[INSTRUCTION]: Count the lines in the material below that contain the string "lakeside". Reply with the number only.
=== RECORDS TO USE ===
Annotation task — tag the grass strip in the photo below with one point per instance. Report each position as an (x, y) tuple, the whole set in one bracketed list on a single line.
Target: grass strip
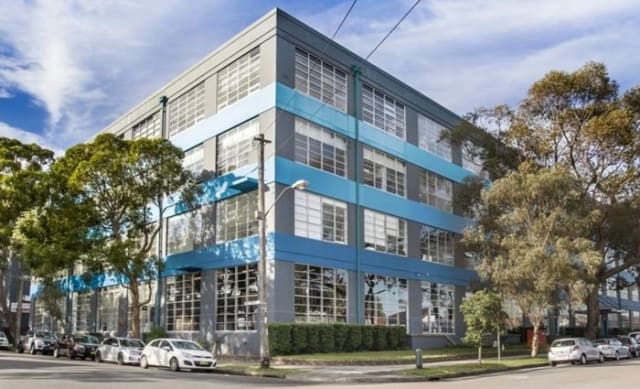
[(457, 370)]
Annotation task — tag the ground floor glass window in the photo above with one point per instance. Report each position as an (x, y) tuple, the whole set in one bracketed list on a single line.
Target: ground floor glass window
[(320, 294)]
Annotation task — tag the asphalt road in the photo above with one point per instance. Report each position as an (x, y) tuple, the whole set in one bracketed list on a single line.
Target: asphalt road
[(38, 372)]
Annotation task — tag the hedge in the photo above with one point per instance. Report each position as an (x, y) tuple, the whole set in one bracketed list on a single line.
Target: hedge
[(295, 338)]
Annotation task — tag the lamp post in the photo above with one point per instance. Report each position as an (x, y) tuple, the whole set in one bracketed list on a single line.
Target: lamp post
[(263, 331)]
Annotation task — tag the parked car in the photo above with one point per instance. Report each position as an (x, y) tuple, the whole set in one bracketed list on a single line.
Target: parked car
[(120, 350), (39, 341), (612, 348), (4, 341), (632, 345), (76, 346), (177, 354), (573, 350)]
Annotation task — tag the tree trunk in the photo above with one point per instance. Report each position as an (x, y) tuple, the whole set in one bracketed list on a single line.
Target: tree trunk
[(535, 340), (593, 313), (135, 310)]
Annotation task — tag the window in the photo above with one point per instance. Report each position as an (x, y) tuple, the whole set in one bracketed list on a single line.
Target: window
[(384, 172), (384, 233), (186, 110), (236, 147), (82, 314), (320, 148), (429, 138), (320, 218), (194, 160), (148, 128), (147, 312), (435, 190), (239, 79), (108, 303), (383, 111), (385, 300), (237, 298), (190, 231), (321, 80), (183, 302), (437, 308), (437, 245), (320, 294), (236, 217)]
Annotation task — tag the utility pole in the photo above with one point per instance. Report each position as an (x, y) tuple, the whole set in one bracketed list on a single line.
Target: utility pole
[(265, 355), (159, 252)]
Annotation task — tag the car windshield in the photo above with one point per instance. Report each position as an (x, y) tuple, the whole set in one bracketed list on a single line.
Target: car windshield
[(131, 343), (185, 345), (44, 335), (563, 343), (86, 339)]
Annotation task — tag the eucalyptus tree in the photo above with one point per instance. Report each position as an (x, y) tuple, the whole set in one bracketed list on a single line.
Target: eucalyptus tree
[(529, 240), (110, 191), (581, 123), (22, 170)]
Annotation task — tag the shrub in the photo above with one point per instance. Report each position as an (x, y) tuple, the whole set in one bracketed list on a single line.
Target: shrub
[(326, 336), (354, 341), (313, 338), (280, 338), (340, 337), (299, 339), (379, 338)]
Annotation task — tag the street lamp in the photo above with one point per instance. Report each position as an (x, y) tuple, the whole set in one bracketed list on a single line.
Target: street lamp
[(261, 215)]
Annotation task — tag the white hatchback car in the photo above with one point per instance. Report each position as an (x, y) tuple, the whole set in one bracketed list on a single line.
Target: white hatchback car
[(120, 350), (573, 350), (177, 354)]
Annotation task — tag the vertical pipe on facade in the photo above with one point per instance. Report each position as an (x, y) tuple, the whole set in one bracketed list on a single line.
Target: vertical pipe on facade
[(160, 260), (356, 113)]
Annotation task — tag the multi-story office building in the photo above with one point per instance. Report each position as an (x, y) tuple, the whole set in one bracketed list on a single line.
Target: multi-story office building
[(372, 239)]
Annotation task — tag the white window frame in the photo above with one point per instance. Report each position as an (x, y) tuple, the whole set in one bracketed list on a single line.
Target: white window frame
[(320, 148), (429, 133), (320, 218), (385, 233), (384, 172), (321, 80), (383, 111), (239, 79)]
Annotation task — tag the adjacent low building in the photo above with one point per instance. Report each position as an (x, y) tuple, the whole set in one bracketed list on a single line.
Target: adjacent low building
[(370, 241)]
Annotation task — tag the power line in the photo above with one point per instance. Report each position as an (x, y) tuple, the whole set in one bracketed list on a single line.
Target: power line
[(344, 18), (392, 30)]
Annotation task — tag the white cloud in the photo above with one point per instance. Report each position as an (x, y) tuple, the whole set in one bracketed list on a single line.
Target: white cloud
[(87, 62)]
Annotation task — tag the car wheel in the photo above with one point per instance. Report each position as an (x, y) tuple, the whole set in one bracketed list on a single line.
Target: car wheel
[(173, 364), (583, 359), (143, 362)]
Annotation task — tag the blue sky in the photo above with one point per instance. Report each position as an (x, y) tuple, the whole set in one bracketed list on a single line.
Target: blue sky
[(70, 67)]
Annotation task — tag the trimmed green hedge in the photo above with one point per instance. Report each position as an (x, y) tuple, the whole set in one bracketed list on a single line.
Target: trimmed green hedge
[(294, 338)]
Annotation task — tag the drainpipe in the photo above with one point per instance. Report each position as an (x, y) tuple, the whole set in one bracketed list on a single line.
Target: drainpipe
[(356, 112)]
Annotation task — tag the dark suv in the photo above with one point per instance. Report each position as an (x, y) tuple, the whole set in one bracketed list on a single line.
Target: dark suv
[(76, 346)]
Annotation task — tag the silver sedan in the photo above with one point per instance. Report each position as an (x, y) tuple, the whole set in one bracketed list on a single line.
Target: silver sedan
[(612, 348), (120, 350)]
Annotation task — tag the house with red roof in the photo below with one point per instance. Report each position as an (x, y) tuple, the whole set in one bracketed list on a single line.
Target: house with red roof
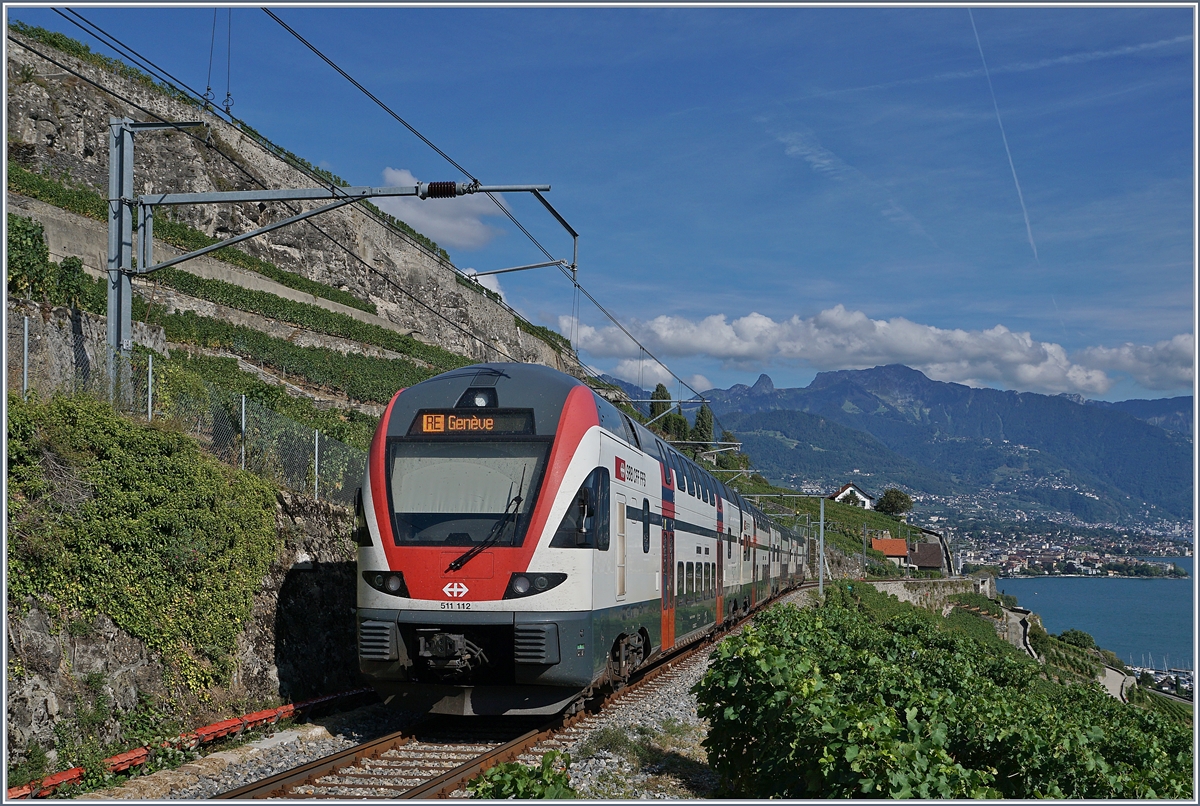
[(855, 495), (893, 548)]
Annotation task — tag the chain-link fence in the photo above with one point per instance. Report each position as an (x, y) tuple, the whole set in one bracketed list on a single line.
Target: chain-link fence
[(240, 432)]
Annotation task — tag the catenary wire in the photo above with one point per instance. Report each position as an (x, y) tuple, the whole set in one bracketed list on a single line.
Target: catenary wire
[(577, 286), (184, 131), (412, 128), (129, 53), (253, 138), (469, 175)]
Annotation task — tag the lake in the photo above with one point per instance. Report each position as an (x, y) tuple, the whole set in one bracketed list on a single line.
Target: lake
[(1134, 618)]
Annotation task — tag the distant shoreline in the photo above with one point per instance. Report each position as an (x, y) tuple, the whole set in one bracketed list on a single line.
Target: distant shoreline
[(1091, 576)]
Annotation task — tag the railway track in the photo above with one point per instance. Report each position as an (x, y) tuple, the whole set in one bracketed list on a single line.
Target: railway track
[(436, 757)]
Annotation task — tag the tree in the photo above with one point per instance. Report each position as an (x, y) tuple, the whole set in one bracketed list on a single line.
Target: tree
[(1078, 638), (893, 501), (702, 432), (660, 394)]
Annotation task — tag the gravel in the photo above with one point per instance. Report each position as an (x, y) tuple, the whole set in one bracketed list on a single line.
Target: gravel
[(645, 747)]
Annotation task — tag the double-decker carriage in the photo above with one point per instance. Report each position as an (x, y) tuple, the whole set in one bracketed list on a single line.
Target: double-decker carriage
[(522, 541)]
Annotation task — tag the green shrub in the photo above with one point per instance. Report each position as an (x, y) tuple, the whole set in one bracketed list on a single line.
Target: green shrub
[(87, 202), (310, 317), (360, 377), (523, 782), (840, 701), (1077, 638), (978, 601), (136, 522)]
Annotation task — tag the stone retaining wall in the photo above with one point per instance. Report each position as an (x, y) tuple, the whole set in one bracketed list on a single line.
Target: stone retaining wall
[(299, 643), (58, 125)]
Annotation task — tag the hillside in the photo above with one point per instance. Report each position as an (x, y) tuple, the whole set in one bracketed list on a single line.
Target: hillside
[(796, 446), (1098, 462)]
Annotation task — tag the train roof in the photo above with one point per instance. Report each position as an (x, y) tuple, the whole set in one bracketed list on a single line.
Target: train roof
[(544, 390)]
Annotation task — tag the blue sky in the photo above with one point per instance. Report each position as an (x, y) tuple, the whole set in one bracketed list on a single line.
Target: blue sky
[(774, 190)]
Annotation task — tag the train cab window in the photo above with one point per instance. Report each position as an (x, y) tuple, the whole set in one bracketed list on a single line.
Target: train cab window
[(586, 522), (646, 525), (361, 534), (612, 420), (459, 493), (633, 432)]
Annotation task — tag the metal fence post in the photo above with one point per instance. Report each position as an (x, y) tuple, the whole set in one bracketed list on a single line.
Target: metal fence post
[(243, 432), (24, 366), (316, 463), (821, 559)]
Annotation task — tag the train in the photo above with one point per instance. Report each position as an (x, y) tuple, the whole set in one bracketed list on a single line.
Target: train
[(522, 542)]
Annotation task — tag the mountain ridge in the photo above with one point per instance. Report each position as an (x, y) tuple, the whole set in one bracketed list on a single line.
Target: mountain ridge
[(1093, 458)]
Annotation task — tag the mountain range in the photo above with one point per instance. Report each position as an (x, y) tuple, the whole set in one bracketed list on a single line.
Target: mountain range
[(1121, 463)]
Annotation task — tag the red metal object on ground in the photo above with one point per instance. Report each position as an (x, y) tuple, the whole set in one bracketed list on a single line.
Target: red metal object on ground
[(139, 756)]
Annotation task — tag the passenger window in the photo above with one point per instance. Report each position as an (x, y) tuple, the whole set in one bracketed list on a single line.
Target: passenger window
[(633, 432), (646, 525)]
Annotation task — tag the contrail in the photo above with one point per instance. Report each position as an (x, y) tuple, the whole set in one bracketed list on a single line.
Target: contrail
[(1003, 137)]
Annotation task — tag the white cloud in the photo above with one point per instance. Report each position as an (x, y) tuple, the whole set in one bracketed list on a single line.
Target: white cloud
[(838, 338), (804, 145), (456, 222), (1167, 365)]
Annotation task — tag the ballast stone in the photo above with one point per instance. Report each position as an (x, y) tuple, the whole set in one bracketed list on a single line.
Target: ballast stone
[(163, 782)]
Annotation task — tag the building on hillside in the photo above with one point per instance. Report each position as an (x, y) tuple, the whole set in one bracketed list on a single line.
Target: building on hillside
[(940, 547), (893, 548), (855, 495)]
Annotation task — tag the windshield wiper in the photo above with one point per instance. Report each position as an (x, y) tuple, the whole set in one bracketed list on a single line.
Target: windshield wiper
[(493, 536)]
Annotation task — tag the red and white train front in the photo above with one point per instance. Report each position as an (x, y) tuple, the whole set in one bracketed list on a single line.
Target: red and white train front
[(466, 602), (522, 541)]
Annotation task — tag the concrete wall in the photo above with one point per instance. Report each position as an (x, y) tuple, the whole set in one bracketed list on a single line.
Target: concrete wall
[(59, 124), (67, 348)]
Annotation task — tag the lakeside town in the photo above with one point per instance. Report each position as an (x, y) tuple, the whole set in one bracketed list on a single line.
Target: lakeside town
[(1027, 557)]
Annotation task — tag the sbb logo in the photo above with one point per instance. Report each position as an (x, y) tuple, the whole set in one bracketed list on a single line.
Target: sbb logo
[(627, 473)]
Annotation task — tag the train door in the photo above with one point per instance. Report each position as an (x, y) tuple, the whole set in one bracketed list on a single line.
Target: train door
[(720, 576), (622, 554)]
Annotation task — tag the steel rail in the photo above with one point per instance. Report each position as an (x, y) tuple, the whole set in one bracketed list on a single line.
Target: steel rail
[(445, 782)]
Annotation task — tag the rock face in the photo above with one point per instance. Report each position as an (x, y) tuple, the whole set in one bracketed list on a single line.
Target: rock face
[(58, 124), (299, 643), (66, 347)]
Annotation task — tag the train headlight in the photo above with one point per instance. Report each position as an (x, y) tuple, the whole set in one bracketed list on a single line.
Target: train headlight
[(528, 584), (387, 582)]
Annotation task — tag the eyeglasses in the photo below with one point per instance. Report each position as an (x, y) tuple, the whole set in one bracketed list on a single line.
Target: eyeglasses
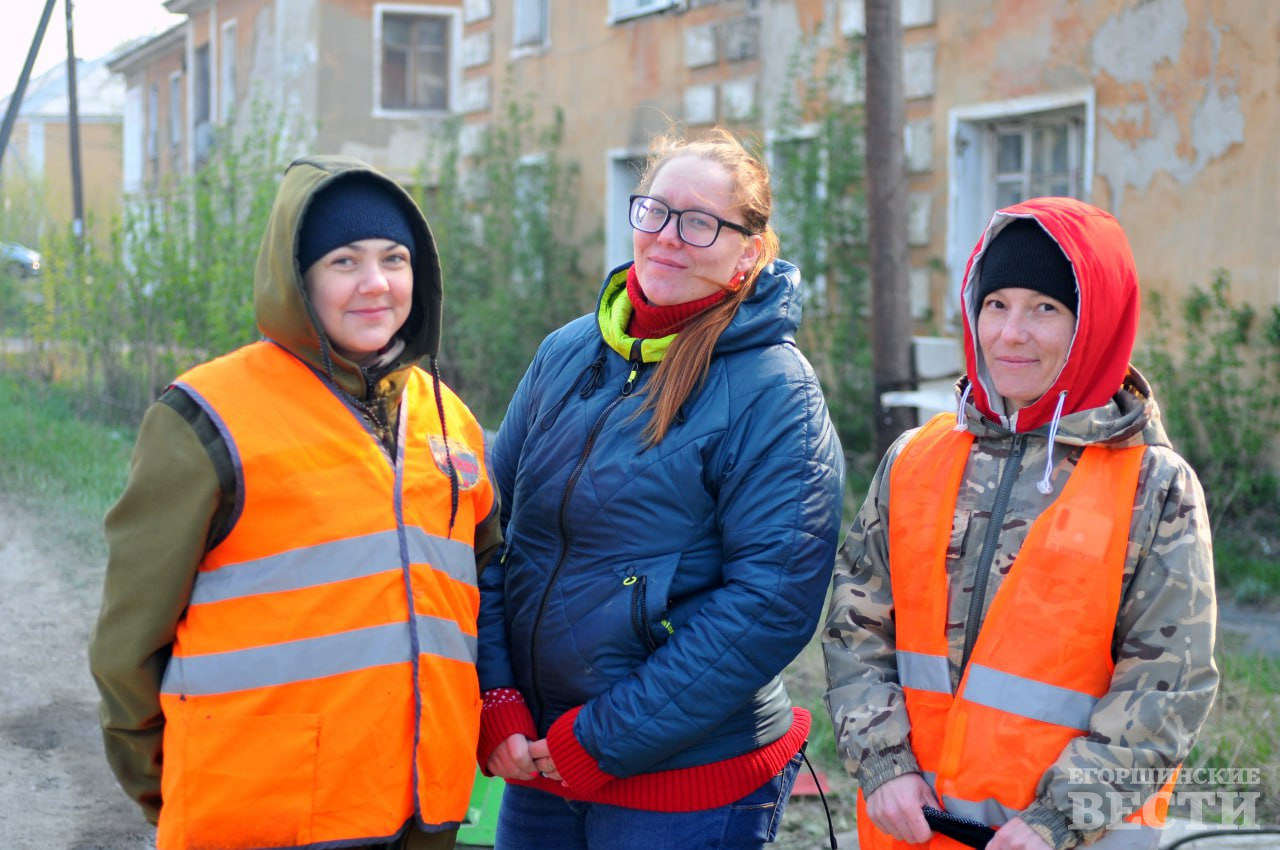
[(696, 228)]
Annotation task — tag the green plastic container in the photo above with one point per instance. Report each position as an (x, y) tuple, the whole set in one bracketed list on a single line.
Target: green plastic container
[(481, 823)]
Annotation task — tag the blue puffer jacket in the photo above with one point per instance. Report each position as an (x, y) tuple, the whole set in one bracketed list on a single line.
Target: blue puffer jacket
[(663, 589)]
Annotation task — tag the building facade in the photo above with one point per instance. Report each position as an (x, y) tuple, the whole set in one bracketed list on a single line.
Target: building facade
[(1159, 110)]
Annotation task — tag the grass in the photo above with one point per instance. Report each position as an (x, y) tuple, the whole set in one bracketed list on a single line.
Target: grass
[(1247, 558), (68, 469), (55, 462)]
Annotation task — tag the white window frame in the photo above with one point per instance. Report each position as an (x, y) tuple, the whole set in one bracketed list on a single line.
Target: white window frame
[(534, 18), (152, 122), (622, 10), (970, 168), (621, 179), (453, 16), (176, 109), (227, 71), (132, 140)]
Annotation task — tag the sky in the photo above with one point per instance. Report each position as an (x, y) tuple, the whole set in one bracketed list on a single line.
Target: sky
[(99, 27)]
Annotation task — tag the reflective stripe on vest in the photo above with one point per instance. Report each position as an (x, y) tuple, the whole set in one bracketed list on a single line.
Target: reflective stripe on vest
[(321, 689), (1022, 699)]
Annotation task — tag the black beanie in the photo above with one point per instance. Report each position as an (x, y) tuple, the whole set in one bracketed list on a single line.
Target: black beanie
[(357, 206), (1024, 255)]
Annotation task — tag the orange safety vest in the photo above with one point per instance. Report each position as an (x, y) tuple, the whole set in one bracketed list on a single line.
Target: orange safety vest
[(323, 681), (1043, 656)]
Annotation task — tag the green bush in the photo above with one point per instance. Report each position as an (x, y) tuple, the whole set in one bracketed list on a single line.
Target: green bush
[(1215, 368), (173, 286), (504, 222), (819, 186)]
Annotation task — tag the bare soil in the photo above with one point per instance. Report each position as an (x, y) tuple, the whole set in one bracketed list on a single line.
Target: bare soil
[(55, 789)]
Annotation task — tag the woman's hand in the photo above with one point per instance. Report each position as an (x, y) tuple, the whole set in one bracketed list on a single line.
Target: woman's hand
[(542, 757), (511, 759), (1016, 835), (896, 808)]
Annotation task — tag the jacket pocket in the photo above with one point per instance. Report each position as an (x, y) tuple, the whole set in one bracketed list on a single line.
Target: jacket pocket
[(647, 592), (250, 780)]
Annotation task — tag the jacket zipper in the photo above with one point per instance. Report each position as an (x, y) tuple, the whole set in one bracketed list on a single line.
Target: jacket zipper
[(988, 548), (627, 388)]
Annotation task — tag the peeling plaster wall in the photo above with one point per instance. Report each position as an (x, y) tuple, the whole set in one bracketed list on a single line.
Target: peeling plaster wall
[(620, 85), (1187, 150)]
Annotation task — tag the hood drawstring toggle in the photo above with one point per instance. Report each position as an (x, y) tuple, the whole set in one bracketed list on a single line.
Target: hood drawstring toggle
[(1043, 485)]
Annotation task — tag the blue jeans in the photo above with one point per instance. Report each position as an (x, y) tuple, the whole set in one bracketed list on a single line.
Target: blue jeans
[(531, 819)]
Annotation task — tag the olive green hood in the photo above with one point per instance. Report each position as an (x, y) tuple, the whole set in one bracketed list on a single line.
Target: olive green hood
[(280, 305)]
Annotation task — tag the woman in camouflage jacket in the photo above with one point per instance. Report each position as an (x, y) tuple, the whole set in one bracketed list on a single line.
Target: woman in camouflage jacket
[(1050, 312)]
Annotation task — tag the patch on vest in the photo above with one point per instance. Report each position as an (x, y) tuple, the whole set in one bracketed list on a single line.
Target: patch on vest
[(465, 464)]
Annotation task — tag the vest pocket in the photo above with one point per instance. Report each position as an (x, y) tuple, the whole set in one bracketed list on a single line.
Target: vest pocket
[(250, 780)]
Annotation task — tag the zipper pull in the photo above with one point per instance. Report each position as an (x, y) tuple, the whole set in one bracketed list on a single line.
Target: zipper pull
[(635, 369)]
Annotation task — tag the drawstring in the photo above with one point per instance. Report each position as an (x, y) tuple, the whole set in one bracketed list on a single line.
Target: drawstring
[(831, 828), (597, 376), (1045, 485), (448, 455), (594, 374), (960, 417)]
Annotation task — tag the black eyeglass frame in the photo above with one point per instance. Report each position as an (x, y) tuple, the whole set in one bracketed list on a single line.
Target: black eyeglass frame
[(671, 211)]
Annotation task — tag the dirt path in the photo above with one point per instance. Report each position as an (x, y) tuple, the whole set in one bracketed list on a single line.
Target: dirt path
[(55, 789)]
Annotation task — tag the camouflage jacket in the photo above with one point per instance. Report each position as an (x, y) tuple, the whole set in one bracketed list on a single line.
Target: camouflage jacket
[(1165, 677)]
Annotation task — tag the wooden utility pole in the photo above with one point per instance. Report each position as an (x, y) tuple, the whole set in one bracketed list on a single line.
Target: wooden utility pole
[(73, 126), (886, 213)]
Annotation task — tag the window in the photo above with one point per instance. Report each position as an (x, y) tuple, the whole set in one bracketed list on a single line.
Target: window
[(624, 9), (1036, 156), (531, 24), (415, 58), (227, 73), (152, 122), (174, 109), (201, 114), (1010, 151), (622, 179)]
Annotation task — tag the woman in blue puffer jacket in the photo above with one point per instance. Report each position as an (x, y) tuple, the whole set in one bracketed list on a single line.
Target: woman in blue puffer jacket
[(671, 488)]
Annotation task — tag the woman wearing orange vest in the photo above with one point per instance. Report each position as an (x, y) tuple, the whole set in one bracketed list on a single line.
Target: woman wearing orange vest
[(286, 649), (1022, 625)]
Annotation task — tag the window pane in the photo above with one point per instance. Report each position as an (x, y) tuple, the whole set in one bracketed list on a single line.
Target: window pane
[(396, 31), (1009, 152), (1050, 150), (396, 80), (415, 62)]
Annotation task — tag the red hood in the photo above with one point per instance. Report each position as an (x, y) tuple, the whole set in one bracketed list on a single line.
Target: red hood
[(1106, 279)]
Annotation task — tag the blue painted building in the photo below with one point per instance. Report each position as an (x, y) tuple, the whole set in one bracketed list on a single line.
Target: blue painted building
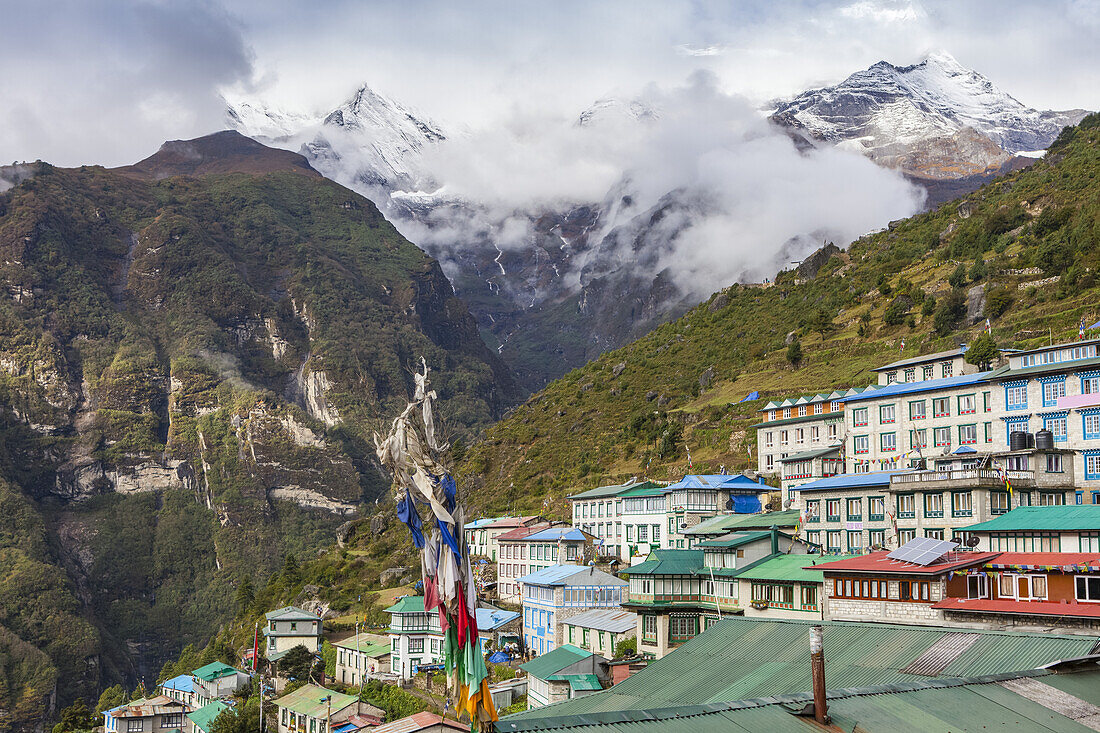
===
[THE ANSWER]: 2